**Given text**
======

Kerala government is clearly continuing what the Union government has been doing — protecting corporate interests, suppressing mass protests, and remaining silent in the face of individual protests.
Published Mar 19, 2025 | 9:00 AM ⚊ Updated Mar 19, 2025 | 9:00 AM
Pinarayi Vijayan and Narendra Modi.
Synopsis: Even while CPI(M) leaders are at odds in finalising the nature of the BJP-led Union government as having fascist, neo-fascist, or with neo-fascist characteristics, the Kerala government, led by the same party, is functioning along similar lines.
How should the nature of the regime, especially that in the Union government, be defined? Should it be called “fascism,” “neo-fascism,” or “neo-fascist characteristics”?
The leadership of the CPI(M) is reportedly in a dilemma regarding this, with news and commentaries circulating in the media.
Kerala Chief Minister Pinarayi Vijayan, from the same party, seems to be attempting to take this debate to another level, perhaps through his policies, actions, and even his silence.
His government is clearly continuing what the Union government has been doing — protecting corporate interests, suppressing mass protests, and remaining silent in the face of individual protests.
Here is a typical case of a Maoist prisoner in the Viyyur Central Jail in Kerala named TR Roopesh. As one of the leaders of the CPI (Maoist) in Kerala, he, along with his partner PA Shyna and three others, was arrested in May 2015 in Coimbatore, Tamil Nadu.
Over the last ten years, a total of 43 cases have been filed against him. Out of the 43 cases, he was acquitted in one as “not guilty” and discharged in 13 cases on technical grounds.
He was convicted in one case, but he should have been released with the prison remissions included in the sentence. However, the jail authorities or the government did not accord the due remissions. As the sentence was nearing completion, the state government unearthed an old case from eleven years ago to prevent his release.
Leave that deliberate attempt of the state government to prolong his incarceration aside, as the current discussion isn’t about that.
This is something else related to violating the right of a prisoner to get published.
Before going to jail, Roopesh was an accomplished poet and writer. Even while leading an underground life, he published his first novel, Vasandhathinte Poomarangal (Spring’s Flowering Trees), in 2013, which sparked a wide debate in Malayalam literary circles.
Roopesh, who holds a law degree, completed a post-graduate degree in history during his ten years of imprisonment and is now pursuing a post-graduate degree in philosophy. He has also done short-term courses in mobile repair, automobile repair, and baking.
He runs jail radio, has learned to make short films, and became a badminton player. Alongside all these, he wrote his second novel in jail. Titled Bandhitharude Ormakkurippukal (Memoirs of Prisoners), this novel has around 130 pages and deals with the life of a poet-political activist in prison.
Prison administration, according to the Constitution, is entirely under the responsibility of state governments and the Left government in Kerala, led by the CPI(M), cannot even shirk its responsibility. It has the constitutional authority to respect and grant permission for the publication of a prisoner’s work.
Supreme Court judgements, including those in State of Maharashtra v Prabhakar Pandurang (1966), Francis Coralie v Delhi Administration (1981), Madhukar Bhagwan Jambhale v State of Maharashtra (1987), and R Rajagopal v State of Tamil Nadu (1994), affirm that a prisoner has the right to publish his/her work.

======

**Written exercise 1**
Add 32 to every bounding-box coordinate given as an answer, and rewrite each line in full. Begin at the first line of the entries and stop after the line that contains "501 281 533 363".

**Entries on locating named things**

======

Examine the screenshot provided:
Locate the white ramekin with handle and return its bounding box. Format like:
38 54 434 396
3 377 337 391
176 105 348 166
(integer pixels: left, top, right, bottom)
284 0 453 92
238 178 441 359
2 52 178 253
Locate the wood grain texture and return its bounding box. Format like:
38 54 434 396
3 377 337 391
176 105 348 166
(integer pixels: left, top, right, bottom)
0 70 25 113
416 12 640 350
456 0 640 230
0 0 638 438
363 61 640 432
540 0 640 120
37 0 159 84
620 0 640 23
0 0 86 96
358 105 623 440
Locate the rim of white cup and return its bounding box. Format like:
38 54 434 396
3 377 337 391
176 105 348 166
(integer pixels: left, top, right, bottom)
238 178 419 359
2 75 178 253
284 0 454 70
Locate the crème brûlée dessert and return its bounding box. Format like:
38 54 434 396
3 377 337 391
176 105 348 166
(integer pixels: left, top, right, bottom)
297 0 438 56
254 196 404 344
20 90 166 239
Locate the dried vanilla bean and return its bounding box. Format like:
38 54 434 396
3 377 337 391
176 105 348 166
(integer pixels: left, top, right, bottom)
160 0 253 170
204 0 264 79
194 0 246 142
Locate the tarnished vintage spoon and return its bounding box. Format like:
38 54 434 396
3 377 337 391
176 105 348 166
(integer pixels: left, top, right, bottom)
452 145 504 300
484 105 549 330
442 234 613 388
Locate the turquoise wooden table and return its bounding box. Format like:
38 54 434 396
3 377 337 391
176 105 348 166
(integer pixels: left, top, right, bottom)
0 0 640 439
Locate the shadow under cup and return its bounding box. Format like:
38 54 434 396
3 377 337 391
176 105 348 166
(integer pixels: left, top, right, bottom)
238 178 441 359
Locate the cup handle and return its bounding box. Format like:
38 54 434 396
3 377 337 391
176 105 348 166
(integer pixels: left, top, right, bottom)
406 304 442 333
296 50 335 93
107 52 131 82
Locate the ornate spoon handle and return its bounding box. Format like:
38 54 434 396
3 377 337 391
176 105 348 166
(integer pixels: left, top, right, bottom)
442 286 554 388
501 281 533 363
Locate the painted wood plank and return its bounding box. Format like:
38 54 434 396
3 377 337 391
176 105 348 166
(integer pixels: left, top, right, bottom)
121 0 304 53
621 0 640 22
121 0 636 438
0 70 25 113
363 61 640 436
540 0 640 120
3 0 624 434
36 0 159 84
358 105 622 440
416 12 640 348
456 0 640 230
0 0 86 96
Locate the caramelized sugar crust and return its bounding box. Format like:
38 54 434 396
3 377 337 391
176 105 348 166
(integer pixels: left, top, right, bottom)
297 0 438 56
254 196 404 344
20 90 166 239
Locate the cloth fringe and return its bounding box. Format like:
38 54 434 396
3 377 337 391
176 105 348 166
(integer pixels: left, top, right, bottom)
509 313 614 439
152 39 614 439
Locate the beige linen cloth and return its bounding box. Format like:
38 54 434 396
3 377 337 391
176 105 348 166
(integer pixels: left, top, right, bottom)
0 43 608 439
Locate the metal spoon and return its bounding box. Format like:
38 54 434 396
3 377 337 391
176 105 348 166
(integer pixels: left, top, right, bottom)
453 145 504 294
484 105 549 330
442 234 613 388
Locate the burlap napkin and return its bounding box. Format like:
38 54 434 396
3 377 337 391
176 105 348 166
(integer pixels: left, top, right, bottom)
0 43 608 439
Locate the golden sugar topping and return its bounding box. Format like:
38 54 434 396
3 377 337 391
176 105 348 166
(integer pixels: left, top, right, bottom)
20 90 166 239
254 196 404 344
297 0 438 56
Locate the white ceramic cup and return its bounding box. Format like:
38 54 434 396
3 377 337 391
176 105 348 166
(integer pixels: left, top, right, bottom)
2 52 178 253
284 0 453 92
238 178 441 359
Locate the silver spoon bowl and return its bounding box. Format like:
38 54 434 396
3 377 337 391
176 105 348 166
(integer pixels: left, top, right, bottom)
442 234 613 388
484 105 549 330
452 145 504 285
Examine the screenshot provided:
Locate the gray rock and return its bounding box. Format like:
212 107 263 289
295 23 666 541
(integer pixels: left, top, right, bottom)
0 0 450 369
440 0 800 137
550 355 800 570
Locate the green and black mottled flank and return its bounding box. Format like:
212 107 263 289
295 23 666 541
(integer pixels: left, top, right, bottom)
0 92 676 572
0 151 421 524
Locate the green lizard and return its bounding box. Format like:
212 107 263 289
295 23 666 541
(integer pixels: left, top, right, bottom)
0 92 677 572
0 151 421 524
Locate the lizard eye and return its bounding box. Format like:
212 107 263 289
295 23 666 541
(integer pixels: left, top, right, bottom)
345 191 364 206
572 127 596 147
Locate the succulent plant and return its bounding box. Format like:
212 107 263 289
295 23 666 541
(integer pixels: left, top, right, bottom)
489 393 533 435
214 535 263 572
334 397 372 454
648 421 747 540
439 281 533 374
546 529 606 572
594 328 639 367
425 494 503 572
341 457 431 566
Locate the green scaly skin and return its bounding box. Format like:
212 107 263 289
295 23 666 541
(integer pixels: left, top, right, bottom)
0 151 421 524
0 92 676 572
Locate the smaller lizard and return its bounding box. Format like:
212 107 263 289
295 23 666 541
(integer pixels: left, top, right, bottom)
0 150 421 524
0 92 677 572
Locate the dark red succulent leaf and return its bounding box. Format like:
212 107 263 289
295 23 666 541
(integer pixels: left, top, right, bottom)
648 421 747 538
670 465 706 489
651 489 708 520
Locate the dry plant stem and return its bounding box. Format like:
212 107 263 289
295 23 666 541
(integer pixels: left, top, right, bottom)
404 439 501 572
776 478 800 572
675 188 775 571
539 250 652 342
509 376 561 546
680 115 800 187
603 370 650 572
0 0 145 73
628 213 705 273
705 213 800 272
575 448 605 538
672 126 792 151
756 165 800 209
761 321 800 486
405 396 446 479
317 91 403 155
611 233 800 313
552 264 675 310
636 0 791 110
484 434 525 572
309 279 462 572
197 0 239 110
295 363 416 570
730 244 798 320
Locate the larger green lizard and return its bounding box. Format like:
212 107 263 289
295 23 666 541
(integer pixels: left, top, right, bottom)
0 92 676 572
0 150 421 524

======

**Written exercise 2**
Write the next part of the commentary on the Kerala government and the prisoner TR Roopesh, picking up where it stops.

**Task output 1**
Examine the screenshot provided:
Locate the white ramekin with handle and return its bounding box. Format like:
38 54 434 396
3 377 337 391
176 105 348 166
(integer pixels: left, top, right, bottom)
316 32 485 124
270 210 473 391
34 84 210 285
Locate the wood grain texture and return its bounding box. Format like:
38 54 434 396
3 377 337 391
176 105 348 166
(integer pixels: left, top, right, bottom)
32 102 57 145
448 44 672 382
488 32 672 262
32 32 670 470
395 93 672 464
572 32 672 152
69 32 191 116
652 32 672 55
32 32 118 128
390 137 655 472
Locate the rim of white cup and return its bounding box. Format like:
38 54 434 396
3 377 337 391
176 105 348 166
(integer pixels: left, top, right, bottom)
270 210 451 391
34 107 210 285
316 32 486 102
Locate the crème brûlée dessert and return its bounding box. Format like:
38 54 434 396
3 377 337 391
176 105 348 166
(integer pixels: left, top, right, bottom)
329 32 470 88
286 228 436 376
52 122 198 271
Locate the dried vanilla bean and return its bounding box. Format like:
38 54 434 396
3 377 337 391
176 105 348 166
(integer pixels: left, top, right, bottom)
192 32 285 202
236 32 296 111
226 32 278 174
Locate the tarnished vintage spoon and return its bounding box. Format like:
38 54 434 396
3 377 337 391
176 105 348 166
(integer pixels: left, top, right, bottom)
484 177 536 332
516 137 581 362
474 266 645 420
Locate the turquoise wooden table and return its bounding box. Format like:
38 54 434 396
3 377 337 391
176 105 348 166
(integer pixels: left, top, right, bottom)
32 32 672 471
Locate the shadow under cup and return its bounding box. Format like:
38 54 434 396
3 377 337 391
176 105 348 166
(integer pixels: left, top, right, bottom)
270 210 473 391
Locate the cup handle and return its bounding box. Format like:
38 54 434 396
3 377 337 391
176 105 348 166
(integer pixels: left, top, right, bottom)
438 336 474 365
328 82 367 125
139 84 163 114
Locate the ornate spoon handle and return its bounding box. Format like:
38 54 434 396
3 377 337 391
176 105 348 166
(integer pixels: left, top, right, bottom)
474 318 586 420
533 313 565 395

**Task output 2**
However, despite Roopesh’s written application, the superintendent of Viyyur Central Jail in Thrissur did not provide an official response, even after a month.
The jail administration claimed to have forwarded the application to higher authorities (obviously the home department under the chief minister himself!) and was waiting for a reply.
However, he was orally told that permission would not be granted due to references to the jail, the UAPA [The Unlawful Activities (Prevention) Act], and the courts in the novel. Officially, the CPI(M) has been opposing the UAPA and one wonders why criticism of the draconian act would be objectionable.
Roopesh informed the authorities that if permission to publish his novel was not granted, he would begin an indefinite hunger strike on 2 March, the anniversary of the murder of student Rajan from Calicut Regional Engineering College during the Emergency.
However, heeding the advice of his friends, he reduced it to a one-day hunger strike. By that time, the DTP copy of the novel had been read by several prominent Malayalam literary figures, such as K Sachidanandan, Ashokan Charuvil, and NE Sudheer, who praised the novel’s artistic value and declared that preventing its publication was wrong on the part of the LDF government.
Under the title Creativity is not a Crime, there has been widespread social media and public campaign support, and open letters have been sent to the chief minister by several poets and writers.
Even though there are Supreme Court rulings stating that jail authorities and the government have no right to stop prisoners from publishing their writing, attempts to suppress this and the ongoing protests requesting permission indicate the governance of fascism, neo-fascism, or neo-fascist characters.
It is understandable if such actions are taken by a government displaying these traits, but it is surprising and tragic that a CPI(M)-led government is doing this.
Two more policies of the same government are also interesting in this context.
In Kerala, the majority of ASHA (Accredited Social Health Activists) staff has been on strike for thirty-six days as of Monday, 17 March 2025.
Their demands include being recognised as employees instead of volunteers since they are working eight hours a day as regular staff, an increase in the honorarium from ₹7,000 to ₹21,000 as promised by the ruling front in its election manifesto, along with the provision of post-retirement benefits.
While similar protests are happening in other states, even under the leadership of the Centre of Indian Trade Unions (CITU), affiliated to the CPI (M), the Kerala government is refusing to even discuss these issues with the protestors as a union other than the CITU is spearheading the protest.
Kerala’s response to these protests mirrors the actions of other state governments in the country, with coercive measures being employed.
For example, ASHA workers who were staging a protest in the scorching sun in front of the Thiruvananthapuram Secretariat had their plastic tarpaulin to shield them from the heat, forcibly removed — a clear indication of coercive action.
The state government claims that the issue has arisen since the Union government has not released the necessary funds, while the latter claims the funds have been provided.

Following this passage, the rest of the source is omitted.